**Requirements:**
Pick out every line below that contains the word "face", and copy each of those lines in full.

**Excerpted data:**

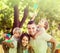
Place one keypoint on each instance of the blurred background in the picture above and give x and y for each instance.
(13, 10)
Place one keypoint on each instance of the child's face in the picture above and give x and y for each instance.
(25, 41)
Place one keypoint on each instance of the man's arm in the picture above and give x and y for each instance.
(52, 40)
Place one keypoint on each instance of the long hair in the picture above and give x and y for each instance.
(19, 45)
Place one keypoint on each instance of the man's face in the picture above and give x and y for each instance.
(31, 29)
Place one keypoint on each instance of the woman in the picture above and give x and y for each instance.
(23, 44)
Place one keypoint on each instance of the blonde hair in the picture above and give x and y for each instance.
(17, 29)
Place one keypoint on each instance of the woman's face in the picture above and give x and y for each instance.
(25, 41)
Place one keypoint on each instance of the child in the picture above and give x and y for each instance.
(13, 43)
(23, 44)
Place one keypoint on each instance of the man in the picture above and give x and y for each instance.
(39, 38)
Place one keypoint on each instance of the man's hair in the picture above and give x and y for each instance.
(31, 22)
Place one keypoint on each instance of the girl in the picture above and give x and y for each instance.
(23, 44)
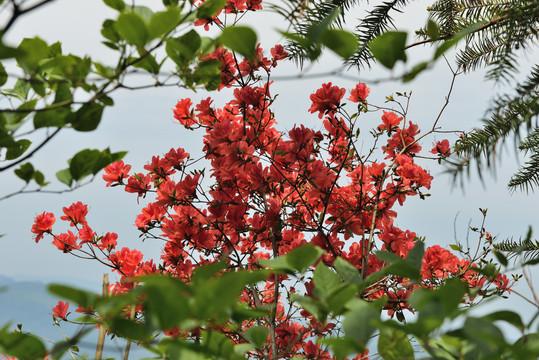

**Solution for this task:**
Place one keypoint on each instance of the child's face in the picture above and give x and y for each instance.
Place one keypoint on each instance of the man's face in the picture above and give x and y for each instance.
Place one keypoint on each instance of the woman's face in the picture above and give x and y for each instance.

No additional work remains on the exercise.